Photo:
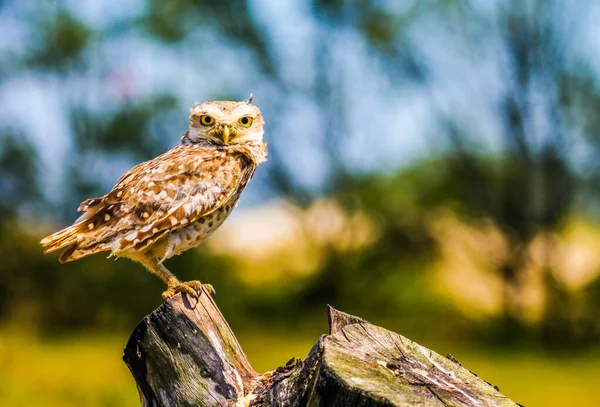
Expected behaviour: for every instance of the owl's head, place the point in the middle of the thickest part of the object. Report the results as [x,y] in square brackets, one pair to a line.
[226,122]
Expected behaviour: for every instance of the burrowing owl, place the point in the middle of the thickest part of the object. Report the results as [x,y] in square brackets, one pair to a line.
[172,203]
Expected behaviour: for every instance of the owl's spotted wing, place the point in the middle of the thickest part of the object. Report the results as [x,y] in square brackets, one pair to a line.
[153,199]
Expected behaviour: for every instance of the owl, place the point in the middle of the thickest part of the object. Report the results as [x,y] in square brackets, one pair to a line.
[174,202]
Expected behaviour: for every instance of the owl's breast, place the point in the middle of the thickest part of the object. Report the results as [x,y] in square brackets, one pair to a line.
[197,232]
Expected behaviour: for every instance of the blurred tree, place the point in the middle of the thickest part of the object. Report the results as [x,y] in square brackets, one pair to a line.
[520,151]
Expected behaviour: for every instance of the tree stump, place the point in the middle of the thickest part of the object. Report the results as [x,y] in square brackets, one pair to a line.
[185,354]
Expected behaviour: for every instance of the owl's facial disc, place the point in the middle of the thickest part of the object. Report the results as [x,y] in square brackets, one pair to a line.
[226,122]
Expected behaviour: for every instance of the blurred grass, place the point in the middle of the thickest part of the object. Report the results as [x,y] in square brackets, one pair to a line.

------------------------------

DIRECTIVE:
Leave out the pictures, and give all the records again exactly.

RESULT OF THE EXERCISE:
Photo:
Expected behaviour: for every instance of the owl's head, place the point in the middle of the thickest part of the object. Report the results as [x,y] in square brackets, one pair to a line.
[226,122]
Expected behaviour: for every instance of the burrowing owl, place the point in the middle of the thickest part of the object. Report the results as [x,y] in square brackets, one pair to a line.
[172,203]
Expected behaviour: for every instance of the owl's spotted wing, place the point in the middle of the thickest part of the object. Report the results as [x,y] in square brackets, one pair to a line.
[153,199]
Expected behaviour: for every instance of the owl, place the point in the middle of the thickest part of the object. Report the results as [x,y] in square brackets, one pair to a line.
[174,202]
Expected behaviour: for every instance of the owl's breast, place the point in the middle of the thickest part of the object. Report the results as [x,y] in square brackets, one pair to a line.
[197,232]
Expected behaviour: for every instance of the blurred tree, place the point in the middle of the thickest part of the object. Report the results as [x,y] in square brackets, one pair to a line.
[520,151]
Expected behaviour: for every instance of the tree stump, place the point in the middle of the thickest part of the object. Report the results as [x,y] in square brackets, one pair to a line.
[185,354]
Expected behaviour: for every instance of the owl's facial disc, place the point in the middle of the thickest part of the object. Report the results as [x,y] in square brackets, one pair to a line.
[226,122]
Expected behaviour: for every instance of the blurred grass, place the point in the middle of the thickest part of the object. Report the results as [x,y] in square brackets, one pair to a line.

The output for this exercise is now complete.